▶ [CONSIGNE 1]
Selon l'extrait sur la lithographie, ce que la lithographie serait à la gravure et à la peinture d'histoire correspond à quel rapport dans le domaine musical ?
▶ [CONSIGNE 2]
Résumez en deux phrases l'extrait sur la lithographie.

▶ [EXTRAIT FOURNI]
<<<<

Il y aurait quelque injustice d’ailleurs à ne voir dans la lithographie qu’un art et des procédés absolument frivoles, une sorte d’équivalent du vaudeville. La lithographie serait plutôt à la gravure et à la peinture d’histoire ce que l’opéra-comique est à la musique sérieuse, — quelque chose de mixte, de tempéré, où les inspirations du sentiment se concilient avec des formes d’expression familières, où l’imitation de la réalité sert de laisser-passer à la fantaisie et l’humilité apparente des moyens à la grâce ou à l’énergie des intentions. En faisant de la musique l’auxiliaire et le complément de la parole, les compositeurs français ont excellé souvent à les définir l’une par l’autre et à rendre vraisemblable une association toute factice. Ceux de nos maîtres qui se sont servis du crayon lithographique pour écrire l’histoire contemporaine ont su à leur tour dissimuler les côtés artificiels de l’entreprise et nous ôter le droit de remarquer ce qu’il y a dans ce récit pittoresque d’élémens empruntés à l’ordre purement littéraire ou à d’ingénieuses conventions.

Par quelle singulière défiance des entraînemens de l’esprit les successeurs de ces maîtres s’appliquent-ils si bien aujourd’hui à démentir les premiers exemples et à faire prévaloir sur le reste le travail de la main, de l’outil? D’où vient cette transformation de la lithographie, c’est-à-dire d’un art qui n’existe qu’à la condition d’effleurer les choses et d’en esquisser l’image, en une contrefaçon des moyens matériels exigeant le plus d’insistance dans l’étude et dans la pratique? Les artistes qui, les premiers dans notre pays, ont fait usage du crayon lithographique ont bien su se préserver de ces erreurs. Tout dans leurs œuvres a le caractère de la bonne foi, de l’aisance, de l’adresse naïve; rien ne trahit les stratagèmes de la pratique. Si modestes qu’en soient les termes, de pareils travaux méritent donc une estime sérieuse, surtout lorsqu’on les rapproche des travaux tout différens qui ont suivi, et qu’on met en regard de cette manière sans ambition et sans détours l’habileté recherchée ou les formules laborieuses qui compliquent aujourd’hui l’aspect et la signification des produits de la lithographie.

>>>>

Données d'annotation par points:
<<<<

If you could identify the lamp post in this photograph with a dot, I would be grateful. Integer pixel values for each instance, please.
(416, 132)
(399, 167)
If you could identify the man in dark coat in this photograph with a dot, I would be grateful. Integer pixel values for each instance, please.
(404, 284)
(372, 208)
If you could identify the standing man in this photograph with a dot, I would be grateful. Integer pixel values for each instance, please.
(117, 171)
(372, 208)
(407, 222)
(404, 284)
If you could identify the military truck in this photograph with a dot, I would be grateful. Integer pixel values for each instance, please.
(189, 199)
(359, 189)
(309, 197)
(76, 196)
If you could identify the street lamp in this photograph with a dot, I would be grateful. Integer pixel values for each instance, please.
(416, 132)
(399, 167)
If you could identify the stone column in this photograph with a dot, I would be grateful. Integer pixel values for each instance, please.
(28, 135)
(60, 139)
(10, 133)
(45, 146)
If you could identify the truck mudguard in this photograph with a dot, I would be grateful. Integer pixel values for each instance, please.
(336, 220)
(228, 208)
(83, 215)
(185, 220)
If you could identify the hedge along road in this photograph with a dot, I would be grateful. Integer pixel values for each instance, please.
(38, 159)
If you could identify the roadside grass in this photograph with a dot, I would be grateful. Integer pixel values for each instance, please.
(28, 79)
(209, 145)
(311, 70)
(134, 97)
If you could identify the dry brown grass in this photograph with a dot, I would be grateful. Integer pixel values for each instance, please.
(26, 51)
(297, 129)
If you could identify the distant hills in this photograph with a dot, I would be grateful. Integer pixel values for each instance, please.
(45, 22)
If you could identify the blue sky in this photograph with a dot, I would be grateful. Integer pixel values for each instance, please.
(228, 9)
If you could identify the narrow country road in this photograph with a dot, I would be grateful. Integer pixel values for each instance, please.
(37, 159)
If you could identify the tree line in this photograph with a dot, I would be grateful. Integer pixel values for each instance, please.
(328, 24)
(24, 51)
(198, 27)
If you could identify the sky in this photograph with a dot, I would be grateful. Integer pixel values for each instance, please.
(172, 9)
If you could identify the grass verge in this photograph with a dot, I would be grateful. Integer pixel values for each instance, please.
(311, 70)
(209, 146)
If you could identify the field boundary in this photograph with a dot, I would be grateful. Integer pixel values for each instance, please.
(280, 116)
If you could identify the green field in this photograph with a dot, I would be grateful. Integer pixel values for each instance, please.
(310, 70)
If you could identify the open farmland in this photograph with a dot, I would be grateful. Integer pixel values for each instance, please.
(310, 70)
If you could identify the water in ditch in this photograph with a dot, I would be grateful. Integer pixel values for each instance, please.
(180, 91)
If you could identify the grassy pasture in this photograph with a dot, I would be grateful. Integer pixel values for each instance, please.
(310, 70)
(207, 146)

>>>>

▶ [RÉPONSE COMPLÈTE 1]
Au rapport de l'opéra-comique à la musique sérieuse.

▶ [RÉPONSE COMPLÈTE 2]
La lithographie n'est pas un art frivole mais un art mixte, comparable à l'opéra-comique, où le sentiment se concilie avec des formes d'expression familières, et les maîtres qui s'en sont servis pour écrire l'histoire contemporaine ont su en dissimuler les côtés artificiels. Leurs successeurs font aujourd'hui prévaloir le travail de la main et de l'outil, alors que les premiers lithographes du pays, dont les œuvres ont le caractère de la bonne foi et de l'aisance, méritent une estime sérieuse face à l'habileté recherchée des productions actuelles.